(Items from a data source)
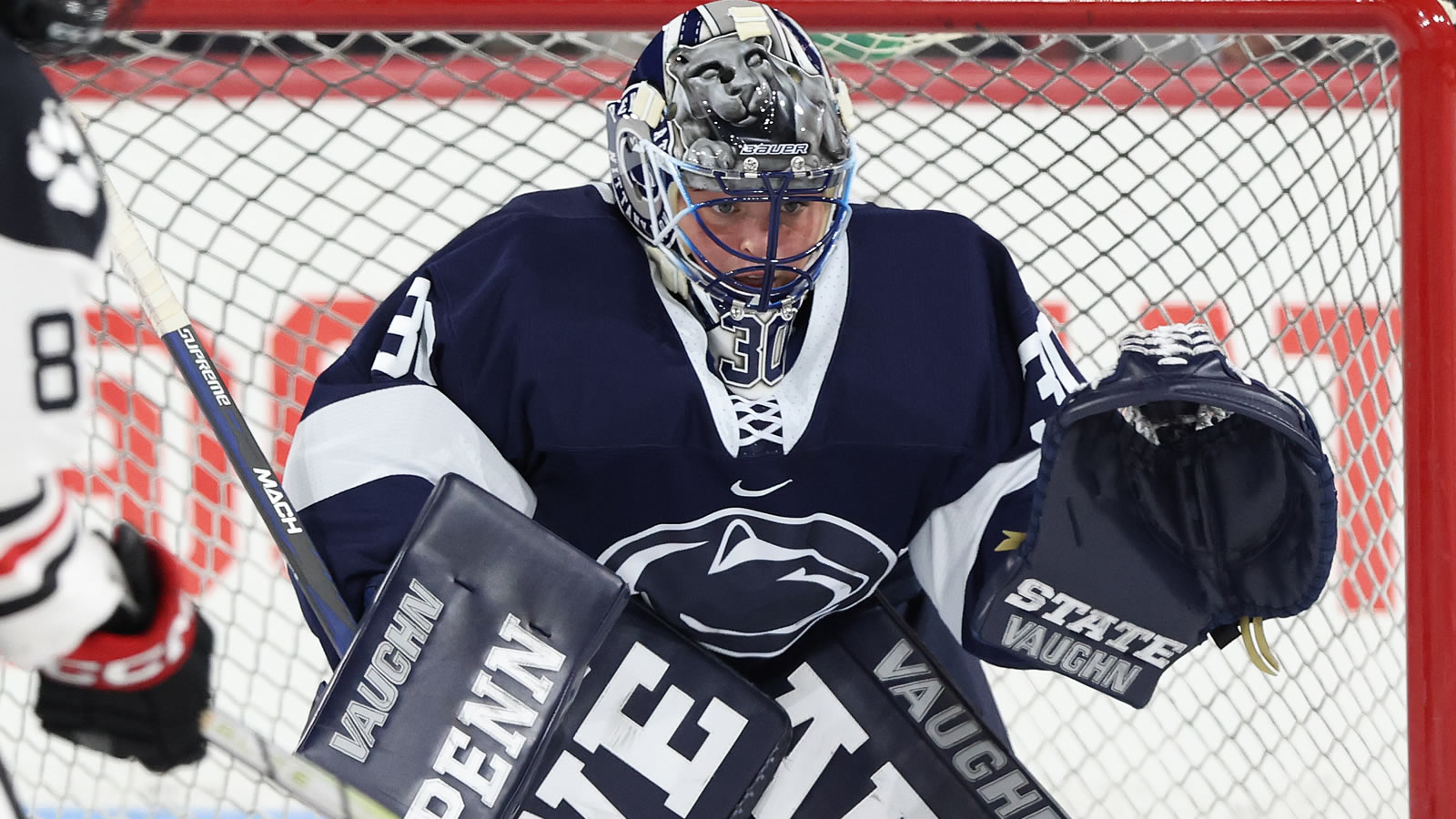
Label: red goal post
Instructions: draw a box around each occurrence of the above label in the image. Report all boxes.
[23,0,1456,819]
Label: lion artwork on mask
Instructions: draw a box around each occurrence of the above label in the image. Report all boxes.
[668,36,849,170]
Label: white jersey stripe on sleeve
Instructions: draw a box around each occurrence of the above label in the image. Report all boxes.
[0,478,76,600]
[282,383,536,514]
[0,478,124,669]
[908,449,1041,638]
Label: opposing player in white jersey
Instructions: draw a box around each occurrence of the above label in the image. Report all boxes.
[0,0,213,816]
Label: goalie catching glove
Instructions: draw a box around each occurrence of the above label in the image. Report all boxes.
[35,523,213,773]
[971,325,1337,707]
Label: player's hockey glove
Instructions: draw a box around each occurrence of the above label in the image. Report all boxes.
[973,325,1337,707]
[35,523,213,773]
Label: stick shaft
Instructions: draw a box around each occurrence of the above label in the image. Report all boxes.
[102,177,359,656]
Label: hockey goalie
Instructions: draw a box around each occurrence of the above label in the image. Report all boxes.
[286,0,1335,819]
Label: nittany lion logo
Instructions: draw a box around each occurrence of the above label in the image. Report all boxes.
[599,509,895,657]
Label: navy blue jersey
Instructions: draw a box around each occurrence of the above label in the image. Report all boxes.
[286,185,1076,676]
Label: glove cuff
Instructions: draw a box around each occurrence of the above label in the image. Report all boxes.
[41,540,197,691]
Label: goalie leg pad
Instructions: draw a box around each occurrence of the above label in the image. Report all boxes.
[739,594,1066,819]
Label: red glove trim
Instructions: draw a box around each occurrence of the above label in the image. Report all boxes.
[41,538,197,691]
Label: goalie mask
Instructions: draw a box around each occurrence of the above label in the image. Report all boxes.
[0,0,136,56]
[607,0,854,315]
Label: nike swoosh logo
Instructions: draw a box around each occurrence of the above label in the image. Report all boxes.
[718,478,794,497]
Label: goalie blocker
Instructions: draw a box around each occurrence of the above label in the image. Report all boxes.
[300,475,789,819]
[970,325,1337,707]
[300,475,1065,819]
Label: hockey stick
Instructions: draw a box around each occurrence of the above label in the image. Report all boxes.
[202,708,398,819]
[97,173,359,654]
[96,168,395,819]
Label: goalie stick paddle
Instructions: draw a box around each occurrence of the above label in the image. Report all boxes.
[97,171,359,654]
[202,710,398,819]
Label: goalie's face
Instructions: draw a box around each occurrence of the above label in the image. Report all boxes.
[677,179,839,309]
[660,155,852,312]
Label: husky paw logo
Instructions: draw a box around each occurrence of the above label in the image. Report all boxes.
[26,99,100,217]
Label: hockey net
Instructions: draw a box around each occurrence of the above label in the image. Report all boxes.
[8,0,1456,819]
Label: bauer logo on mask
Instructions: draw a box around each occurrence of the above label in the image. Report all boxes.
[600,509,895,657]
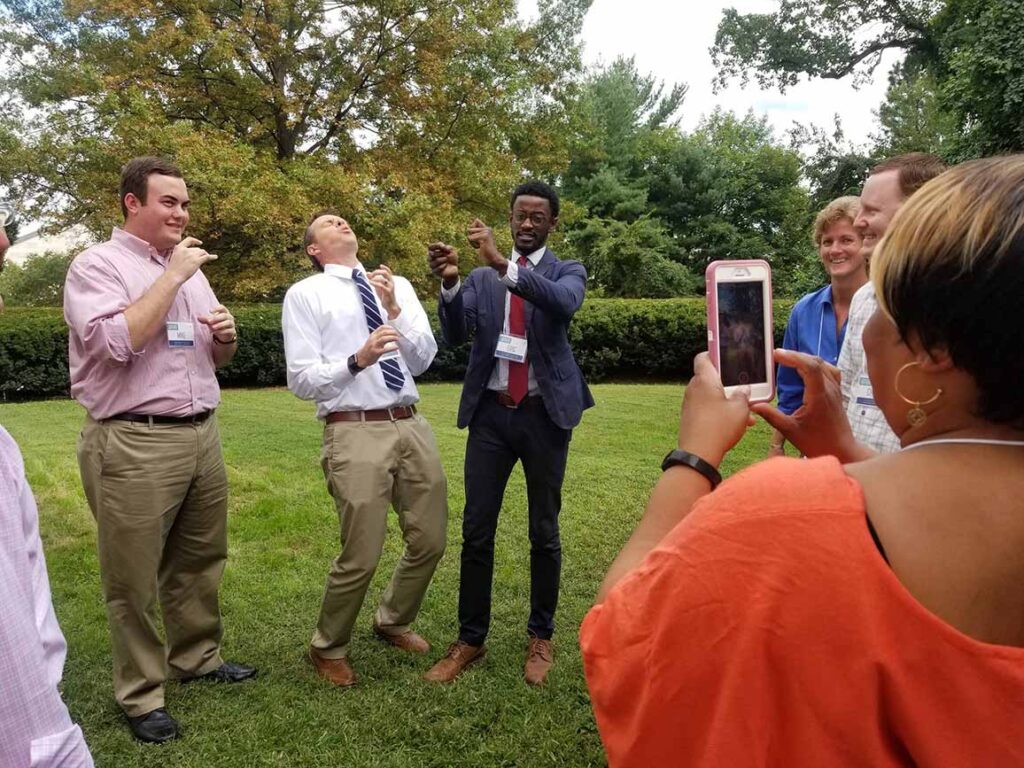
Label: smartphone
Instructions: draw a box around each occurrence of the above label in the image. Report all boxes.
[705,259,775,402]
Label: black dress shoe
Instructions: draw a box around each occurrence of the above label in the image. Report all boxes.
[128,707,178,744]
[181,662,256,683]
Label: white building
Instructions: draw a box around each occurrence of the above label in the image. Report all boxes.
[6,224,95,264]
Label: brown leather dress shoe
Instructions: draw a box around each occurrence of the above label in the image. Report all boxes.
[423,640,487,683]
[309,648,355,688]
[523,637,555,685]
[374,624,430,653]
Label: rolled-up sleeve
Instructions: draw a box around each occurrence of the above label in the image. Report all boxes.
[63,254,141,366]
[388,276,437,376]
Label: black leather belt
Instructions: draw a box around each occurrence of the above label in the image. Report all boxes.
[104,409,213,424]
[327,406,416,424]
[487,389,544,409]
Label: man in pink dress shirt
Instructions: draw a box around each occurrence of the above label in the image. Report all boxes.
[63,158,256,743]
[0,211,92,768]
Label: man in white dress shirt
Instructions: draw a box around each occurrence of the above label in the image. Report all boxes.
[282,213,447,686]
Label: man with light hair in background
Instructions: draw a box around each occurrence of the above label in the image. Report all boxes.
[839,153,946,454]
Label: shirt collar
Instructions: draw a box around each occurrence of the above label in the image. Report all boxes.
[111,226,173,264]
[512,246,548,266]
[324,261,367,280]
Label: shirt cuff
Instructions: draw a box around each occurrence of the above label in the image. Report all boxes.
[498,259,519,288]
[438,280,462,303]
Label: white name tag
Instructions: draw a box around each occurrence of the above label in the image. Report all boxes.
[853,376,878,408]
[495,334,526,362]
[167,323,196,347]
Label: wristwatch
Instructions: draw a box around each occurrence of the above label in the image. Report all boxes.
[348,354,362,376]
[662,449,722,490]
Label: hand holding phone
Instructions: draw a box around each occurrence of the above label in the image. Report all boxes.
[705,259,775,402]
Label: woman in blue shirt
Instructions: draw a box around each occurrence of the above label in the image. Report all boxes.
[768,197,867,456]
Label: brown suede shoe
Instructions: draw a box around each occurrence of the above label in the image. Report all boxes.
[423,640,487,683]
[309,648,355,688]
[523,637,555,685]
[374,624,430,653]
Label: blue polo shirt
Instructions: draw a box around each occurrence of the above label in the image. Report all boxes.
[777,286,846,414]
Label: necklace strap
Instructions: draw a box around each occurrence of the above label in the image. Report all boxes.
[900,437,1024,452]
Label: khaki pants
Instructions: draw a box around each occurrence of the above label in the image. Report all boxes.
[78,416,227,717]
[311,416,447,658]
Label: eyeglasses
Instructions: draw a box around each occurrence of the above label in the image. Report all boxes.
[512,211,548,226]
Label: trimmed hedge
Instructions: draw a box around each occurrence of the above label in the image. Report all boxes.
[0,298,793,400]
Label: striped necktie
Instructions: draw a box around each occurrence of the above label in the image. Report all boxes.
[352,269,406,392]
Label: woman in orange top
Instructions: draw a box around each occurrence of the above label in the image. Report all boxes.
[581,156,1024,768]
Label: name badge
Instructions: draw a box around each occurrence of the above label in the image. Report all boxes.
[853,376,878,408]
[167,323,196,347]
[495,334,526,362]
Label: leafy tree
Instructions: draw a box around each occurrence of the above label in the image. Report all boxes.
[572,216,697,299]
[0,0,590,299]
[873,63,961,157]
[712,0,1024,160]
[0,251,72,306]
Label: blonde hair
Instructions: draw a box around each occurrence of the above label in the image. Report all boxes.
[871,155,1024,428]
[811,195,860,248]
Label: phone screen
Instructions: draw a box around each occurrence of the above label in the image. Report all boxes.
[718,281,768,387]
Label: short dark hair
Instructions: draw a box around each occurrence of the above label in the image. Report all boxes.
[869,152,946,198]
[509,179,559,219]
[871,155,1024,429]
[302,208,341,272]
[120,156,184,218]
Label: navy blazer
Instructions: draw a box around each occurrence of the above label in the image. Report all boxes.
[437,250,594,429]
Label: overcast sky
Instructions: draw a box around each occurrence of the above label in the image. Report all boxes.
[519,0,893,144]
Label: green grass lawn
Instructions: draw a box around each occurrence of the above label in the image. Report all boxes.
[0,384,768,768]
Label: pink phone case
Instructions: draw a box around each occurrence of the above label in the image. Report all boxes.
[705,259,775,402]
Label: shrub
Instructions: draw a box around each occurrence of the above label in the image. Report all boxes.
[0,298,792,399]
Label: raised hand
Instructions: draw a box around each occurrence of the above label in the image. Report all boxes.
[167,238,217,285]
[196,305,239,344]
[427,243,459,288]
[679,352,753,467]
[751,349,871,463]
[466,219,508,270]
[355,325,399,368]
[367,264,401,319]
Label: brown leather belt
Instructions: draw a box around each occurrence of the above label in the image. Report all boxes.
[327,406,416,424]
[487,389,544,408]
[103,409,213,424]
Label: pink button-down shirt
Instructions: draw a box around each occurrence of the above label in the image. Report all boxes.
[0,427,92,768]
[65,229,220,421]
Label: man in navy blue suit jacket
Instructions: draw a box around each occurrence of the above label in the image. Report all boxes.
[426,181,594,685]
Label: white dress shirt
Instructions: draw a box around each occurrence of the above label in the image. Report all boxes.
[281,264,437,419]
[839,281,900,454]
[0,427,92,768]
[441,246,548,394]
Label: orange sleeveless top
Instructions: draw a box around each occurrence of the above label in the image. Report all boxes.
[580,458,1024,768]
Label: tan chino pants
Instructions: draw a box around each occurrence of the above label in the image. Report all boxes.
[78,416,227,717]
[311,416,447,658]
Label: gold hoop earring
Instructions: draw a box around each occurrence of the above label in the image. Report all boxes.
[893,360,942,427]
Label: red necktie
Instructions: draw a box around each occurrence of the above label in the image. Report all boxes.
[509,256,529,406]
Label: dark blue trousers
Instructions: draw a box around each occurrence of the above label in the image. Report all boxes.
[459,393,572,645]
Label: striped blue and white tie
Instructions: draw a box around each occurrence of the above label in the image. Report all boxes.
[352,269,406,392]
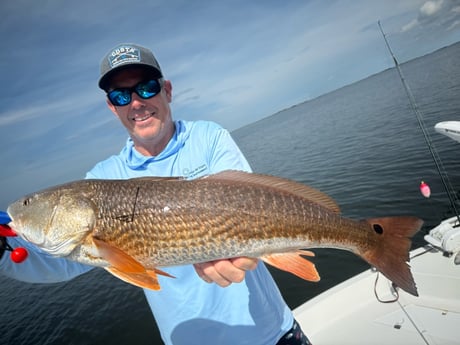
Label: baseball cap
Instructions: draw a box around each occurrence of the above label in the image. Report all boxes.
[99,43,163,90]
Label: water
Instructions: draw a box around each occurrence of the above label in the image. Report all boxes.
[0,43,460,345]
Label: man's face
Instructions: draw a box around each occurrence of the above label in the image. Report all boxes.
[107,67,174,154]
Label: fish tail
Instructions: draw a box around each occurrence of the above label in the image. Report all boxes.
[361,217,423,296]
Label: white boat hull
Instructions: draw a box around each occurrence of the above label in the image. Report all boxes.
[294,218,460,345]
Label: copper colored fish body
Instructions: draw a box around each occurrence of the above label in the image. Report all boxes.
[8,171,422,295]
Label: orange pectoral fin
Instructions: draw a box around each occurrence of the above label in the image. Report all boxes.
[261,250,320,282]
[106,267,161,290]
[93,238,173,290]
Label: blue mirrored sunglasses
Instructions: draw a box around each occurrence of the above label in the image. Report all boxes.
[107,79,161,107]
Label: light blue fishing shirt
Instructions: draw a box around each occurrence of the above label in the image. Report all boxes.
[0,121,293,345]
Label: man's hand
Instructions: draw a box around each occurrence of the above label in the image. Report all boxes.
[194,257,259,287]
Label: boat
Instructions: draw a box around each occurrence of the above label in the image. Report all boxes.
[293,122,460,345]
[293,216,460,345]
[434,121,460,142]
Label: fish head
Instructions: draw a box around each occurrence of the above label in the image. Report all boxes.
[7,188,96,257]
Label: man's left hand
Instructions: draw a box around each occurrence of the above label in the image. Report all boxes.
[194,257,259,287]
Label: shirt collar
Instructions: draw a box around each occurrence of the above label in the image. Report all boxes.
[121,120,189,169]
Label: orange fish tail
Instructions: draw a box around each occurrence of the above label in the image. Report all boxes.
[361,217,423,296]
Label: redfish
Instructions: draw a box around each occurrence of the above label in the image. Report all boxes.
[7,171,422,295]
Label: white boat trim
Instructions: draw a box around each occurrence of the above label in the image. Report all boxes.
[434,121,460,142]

GOAL OF THE EXERCISE ::
Rewrite the records from the beginning up to and including the line with "[286,0,1335,819]", substituting "mitt" for "glove" and leaving everything else unchanged. Omit the pictures from your answer.

PROBLEM SOLUTION ::
Label: red goal post
Instructions: draw a box around each occurrence of the above label in the image. Report all boxes.
[23,0,1456,819]
Label: lion artwork on mask
Instructions: draw a box around each occurrence of the above label in the image. Report all boxes.
[668,36,849,170]
Label: white jersey stripe on sleeve
Instructions: draw a box around each occurrence of the above label in the image. Report all boxes.
[0,478,76,600]
[282,383,536,514]
[0,478,124,669]
[908,449,1041,638]
Label: opposing player in white jersey
Instructions: draw a box around each occurrence of the above label in the image. Report all boxes.
[0,0,213,816]
Label: goalie catching mitt
Instructions: draw a box around each occurrence of the above label in the image. Report all boxes.
[35,523,213,773]
[971,325,1337,707]
Label: player's hockey mitt
Instructions: draw a box around each occurrence of the above label in the image. Report all boxes.
[973,325,1337,707]
[35,523,213,773]
Label: stick shaft
Instructions: draw a box around each occurrence of the above label in the image. Report all boxes.
[102,177,359,656]
Label: hockey goalie
Instructions: draw a box around each occurrence of the above label in the image. Report all boxes.
[286,0,1335,819]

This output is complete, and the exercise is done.